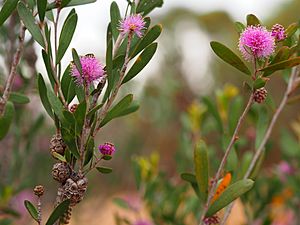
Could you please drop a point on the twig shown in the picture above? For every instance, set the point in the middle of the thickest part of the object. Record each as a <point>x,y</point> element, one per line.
<point>116,90</point>
<point>290,88</point>
<point>221,167</point>
<point>13,69</point>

What is being asked: Would you give the data above again word for word, minus the pictures?

Solution to this task:
Could you please drop a point on the twig shown in the picture above? For every instance, set the point in the middle of the thickest part of the object. Record each as a <point>x,y</point> element, one per line.
<point>116,90</point>
<point>290,88</point>
<point>221,167</point>
<point>13,69</point>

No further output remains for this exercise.